→ EXERCISE OBJECTIVE
Reproduce the entries below character for character.

→ RECORDS TO USE
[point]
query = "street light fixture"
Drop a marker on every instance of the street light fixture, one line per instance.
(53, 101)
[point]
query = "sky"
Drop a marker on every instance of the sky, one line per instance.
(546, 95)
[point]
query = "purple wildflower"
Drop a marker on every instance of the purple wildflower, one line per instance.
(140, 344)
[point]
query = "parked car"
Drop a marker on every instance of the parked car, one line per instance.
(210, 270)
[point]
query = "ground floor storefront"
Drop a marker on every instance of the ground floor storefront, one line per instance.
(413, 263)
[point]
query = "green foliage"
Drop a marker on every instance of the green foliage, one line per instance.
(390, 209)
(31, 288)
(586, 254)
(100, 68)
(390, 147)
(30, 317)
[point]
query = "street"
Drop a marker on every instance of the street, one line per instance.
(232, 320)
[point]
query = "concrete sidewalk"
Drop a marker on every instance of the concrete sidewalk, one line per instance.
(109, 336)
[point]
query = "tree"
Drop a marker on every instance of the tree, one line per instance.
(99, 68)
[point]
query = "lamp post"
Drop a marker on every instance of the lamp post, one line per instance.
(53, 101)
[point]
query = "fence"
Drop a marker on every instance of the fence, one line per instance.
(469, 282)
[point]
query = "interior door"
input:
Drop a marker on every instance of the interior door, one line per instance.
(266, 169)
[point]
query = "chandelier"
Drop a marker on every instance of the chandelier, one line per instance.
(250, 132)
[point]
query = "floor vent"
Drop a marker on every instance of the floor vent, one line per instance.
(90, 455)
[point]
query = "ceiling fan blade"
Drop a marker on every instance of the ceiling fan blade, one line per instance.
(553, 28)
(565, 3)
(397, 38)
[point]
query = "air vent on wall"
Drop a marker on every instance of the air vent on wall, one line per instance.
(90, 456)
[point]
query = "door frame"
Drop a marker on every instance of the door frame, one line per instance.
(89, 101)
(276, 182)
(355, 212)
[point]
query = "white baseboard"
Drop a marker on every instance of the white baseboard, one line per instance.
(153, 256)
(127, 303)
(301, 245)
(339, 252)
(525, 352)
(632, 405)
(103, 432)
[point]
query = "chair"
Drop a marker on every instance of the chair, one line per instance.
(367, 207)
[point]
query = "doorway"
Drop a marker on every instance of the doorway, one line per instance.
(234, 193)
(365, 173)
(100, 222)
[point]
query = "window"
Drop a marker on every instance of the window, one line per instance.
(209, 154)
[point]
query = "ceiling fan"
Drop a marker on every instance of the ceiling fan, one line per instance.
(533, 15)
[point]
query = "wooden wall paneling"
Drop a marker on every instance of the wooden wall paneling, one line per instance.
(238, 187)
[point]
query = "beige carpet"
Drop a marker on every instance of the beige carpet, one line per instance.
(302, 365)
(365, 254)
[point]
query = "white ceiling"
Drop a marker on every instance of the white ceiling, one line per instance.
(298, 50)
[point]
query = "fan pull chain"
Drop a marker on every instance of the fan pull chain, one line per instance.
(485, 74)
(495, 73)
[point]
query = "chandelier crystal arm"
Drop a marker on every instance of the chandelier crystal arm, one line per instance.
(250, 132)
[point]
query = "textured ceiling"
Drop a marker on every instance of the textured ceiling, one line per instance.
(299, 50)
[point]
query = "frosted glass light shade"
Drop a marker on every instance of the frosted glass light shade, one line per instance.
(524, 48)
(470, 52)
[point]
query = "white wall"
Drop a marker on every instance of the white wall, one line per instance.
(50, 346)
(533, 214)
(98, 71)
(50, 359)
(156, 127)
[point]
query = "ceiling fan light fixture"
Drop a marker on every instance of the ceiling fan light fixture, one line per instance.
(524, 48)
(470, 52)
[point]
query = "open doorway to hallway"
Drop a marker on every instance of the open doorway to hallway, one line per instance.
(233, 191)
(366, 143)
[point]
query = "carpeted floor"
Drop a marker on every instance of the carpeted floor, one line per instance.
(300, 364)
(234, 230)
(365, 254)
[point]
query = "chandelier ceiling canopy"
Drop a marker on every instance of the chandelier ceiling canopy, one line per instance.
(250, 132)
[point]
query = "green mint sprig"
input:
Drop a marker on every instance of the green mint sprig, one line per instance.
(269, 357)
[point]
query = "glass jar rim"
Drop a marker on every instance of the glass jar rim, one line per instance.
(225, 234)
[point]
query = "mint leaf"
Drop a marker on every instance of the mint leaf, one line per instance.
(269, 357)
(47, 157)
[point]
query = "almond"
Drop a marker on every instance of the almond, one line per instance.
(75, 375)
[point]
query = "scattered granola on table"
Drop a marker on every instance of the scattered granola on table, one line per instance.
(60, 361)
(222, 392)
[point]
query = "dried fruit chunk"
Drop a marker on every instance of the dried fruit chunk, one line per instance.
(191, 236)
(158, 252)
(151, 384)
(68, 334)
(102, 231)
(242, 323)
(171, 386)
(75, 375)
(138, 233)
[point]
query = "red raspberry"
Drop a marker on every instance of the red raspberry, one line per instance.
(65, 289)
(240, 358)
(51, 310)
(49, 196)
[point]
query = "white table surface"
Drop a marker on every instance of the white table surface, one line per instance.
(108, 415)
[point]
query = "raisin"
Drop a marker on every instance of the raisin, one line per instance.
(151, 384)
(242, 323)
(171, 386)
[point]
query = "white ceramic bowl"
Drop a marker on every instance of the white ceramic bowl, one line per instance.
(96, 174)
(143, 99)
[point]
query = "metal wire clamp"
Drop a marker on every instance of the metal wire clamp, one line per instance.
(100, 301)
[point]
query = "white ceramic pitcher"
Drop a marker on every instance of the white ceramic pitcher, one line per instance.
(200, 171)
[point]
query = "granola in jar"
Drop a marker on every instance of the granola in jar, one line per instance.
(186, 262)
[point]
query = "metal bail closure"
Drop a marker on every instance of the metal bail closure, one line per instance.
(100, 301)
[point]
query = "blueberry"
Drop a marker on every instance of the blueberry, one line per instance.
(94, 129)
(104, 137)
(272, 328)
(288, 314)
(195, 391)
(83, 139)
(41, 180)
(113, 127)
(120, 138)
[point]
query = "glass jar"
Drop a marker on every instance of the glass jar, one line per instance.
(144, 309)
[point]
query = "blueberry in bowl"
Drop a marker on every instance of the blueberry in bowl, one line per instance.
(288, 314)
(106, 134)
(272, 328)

→ WRITTEN SOLUTION
[point]
query = "street light fixture"
Drop a marker on every instance of the street light fixture, one line per instance.
(53, 101)
[point]
query = "sky"
Drop a marker on every instance of the sky, one line per instance.
(546, 95)
[point]
query = "purple wildflower"
Drop a marker on every instance of the purple wildflower, one line per instance.
(140, 344)
[point]
query = "parked car"
Drop a marker on every instance of the parked car, one line per instance.
(210, 270)
[point]
query = "ground floor storefront"
Drop a marker on every instance of the ground floor storefront, one line per instance.
(413, 263)
[point]
query = "green foliage"
Drop a marker on every instance of the green foliage, one line per instance.
(390, 209)
(31, 288)
(586, 254)
(100, 68)
(390, 147)
(30, 317)
[point]
query = "street"
Drop a marker on every instance of the street, one line per instance.
(232, 320)
[point]
query = "concrete sidewalk"
Drop a marker on every instance of the concrete sidewalk, one line per instance.
(109, 336)
[point]
query = "tree"
Drop a marker on every instance of the tree, one line per instance.
(99, 68)
[point]
query = "lamp post"
Drop a marker on every instance of the lamp post, one line per instance.
(53, 101)
[point]
query = "fence"
Drop a marker on every instance of the fence, one line per instance.
(469, 282)
[point]
query = "interior door"
input:
Drop a marker on every instance of the interior door, one line per instance.
(266, 169)
[point]
query = "chandelier"
Drop a marker on every instance of the chandelier, one line per instance.
(250, 132)
[point]
query = "floor vent"
Drop a marker on every instance of the floor vent, one line per instance.
(90, 455)
[point]
query = "ceiling fan blade"
Drop a marker on every instance of the ceiling fan blade, one line per instance.
(553, 28)
(565, 3)
(397, 38)
[point]
query = "air vent on wall"
Drop a marker on every instance of the air vent on wall, one line per instance.
(90, 456)
[point]
query = "door frame"
Drop a marker on every instance of the door frame, one line per instance.
(89, 101)
(276, 182)
(355, 212)
[point]
query = "white baseboard"
Drop a marker on every instance of the white baseboard, one line per instance.
(153, 256)
(127, 303)
(301, 245)
(339, 252)
(525, 352)
(632, 405)
(103, 432)
[point]
query = "chair"
Drop a marker on every instance of the chair, one line per instance.
(367, 207)
[point]
query = "doorway"
Drop a marker on every instance of the doorway, one line per instance.
(234, 193)
(365, 173)
(100, 222)
[point]
query = "window"
Drop a marker on every instance of the window, one line per instance.
(209, 154)
[point]
query = "ceiling fan"
Drop a marker on every instance of the ceiling fan, one line per instance.
(533, 15)
[point]
query = "wooden wall paneling"
Drop a marker on every instance of the wooden wall paneling, one line per instance.
(238, 187)
[point]
query = "beige carpet"
Drop a marker on every instance of the beige carpet, one line per instance.
(302, 365)
(365, 254)
[point]
query = "white ceiling"
Drop a marker on every instance of the white ceiling, one line per instance.
(298, 50)
[point]
query = "fan pull chain"
Drop a marker on every instance of the fan pull chain, one line per instance.
(485, 74)
(495, 73)
[point]
query = "chandelier crystal arm"
Drop a marker on every instance of the chandelier crystal arm, one line per instance.
(250, 132)
[point]
query = "textured ceiling"
Drop a marker on every instance of the textured ceiling, one line per instance.
(299, 50)
[point]
query = "frosted glass light shade"
Drop a marker on every instance of the frosted glass light shade, one line per instance.
(524, 48)
(470, 52)
[point]
query = "white wall"
Drop a marker on every instance of the white wall, one line per instance.
(50, 346)
(533, 214)
(98, 71)
(50, 359)
(156, 127)
[point]
query = "ceiling fan light fixture"
Drop a marker on every instance of the ceiling fan light fixture, one line per instance.
(524, 48)
(470, 52)
[point]
query = "open doorway to hallway"
Drop a marker on every instance of the open doorway to hallway, one line per instance.
(233, 191)
(366, 143)
[point]
query = "carpeted floor"
Drop a marker on every instance of the carpeted floor, one line per instance.
(300, 364)
(234, 230)
(365, 254)
[point]
query = "chandelier ceiling canopy"
Drop a marker on every instance of the chandelier ceiling canopy, one line per instance.
(250, 132)
[point]
query = "green mint sprig"
input:
Drop a marker on every instance of the green mint sprig, one line per instance.
(269, 357)
[point]
query = "glass jar rim"
Drop a marker on every instance of the glass jar rim, one line per instance.
(225, 234)
[point]
query = "mint leaf"
Drop a marker on every instance of the mint leaf, one line per instance.
(269, 357)
(47, 157)
[point]
query = "almond"
Drop a marker on every instance of the almond, one line per instance.
(75, 375)
[point]
query = "scattered granola on table"
Drop a marker on every instance of the scattered granola on table, one line per instance.
(60, 361)
(222, 392)
[point]
query = "dried fruit chunk"
Drop a marker on every instance of the dried fruit chunk, one line per instance.
(191, 236)
(158, 252)
(151, 384)
(68, 334)
(102, 231)
(242, 323)
(171, 386)
(75, 375)
(138, 233)
[point]
query = "red raspberry"
Drop a marker on every instance of the red raspberry, one line per instance.
(65, 289)
(240, 358)
(51, 310)
(49, 196)
[point]
query = "white table surface"
Drop a marker on every instance of the white table surface, one line per instance.
(108, 415)
[point]
query = "raisin"
Drop a marker on every instance of the raisin, one line per instance.
(151, 384)
(242, 323)
(171, 386)
[point]
query = "white ceramic bowl"
Drop a marker on every instance of the white ceramic bowl, one line per instance.
(96, 174)
(143, 99)
[point]
query = "metal wire clamp"
Drop a marker on every instance of the metal wire clamp, one line per instance.
(100, 301)
[point]
query = "white ceramic pitcher"
Drop a marker on every instance of the white ceramic pitcher, one line per instance.
(200, 171)
[point]
query = "granola in jar"
Drop a marker on every instance of the granola in jar, one line per instance.
(186, 262)
[point]
query = "metal bail closure"
Drop a marker on every instance of the metal bail closure, one line per instance.
(100, 301)
[point]
query = "blueberry"
Drop a marker on every instance of the blueberry, one line per instance.
(94, 129)
(104, 137)
(272, 328)
(288, 314)
(195, 391)
(83, 139)
(41, 180)
(113, 127)
(120, 138)
[point]
query = "glass jar"
Drop a marker on every instance of the glass jar, one line per instance.
(144, 309)
[point]
query = "blueberry in bowl"
Drop a marker on every instance of the blueberry in bowl, one line per instance.
(288, 314)
(106, 134)
(272, 328)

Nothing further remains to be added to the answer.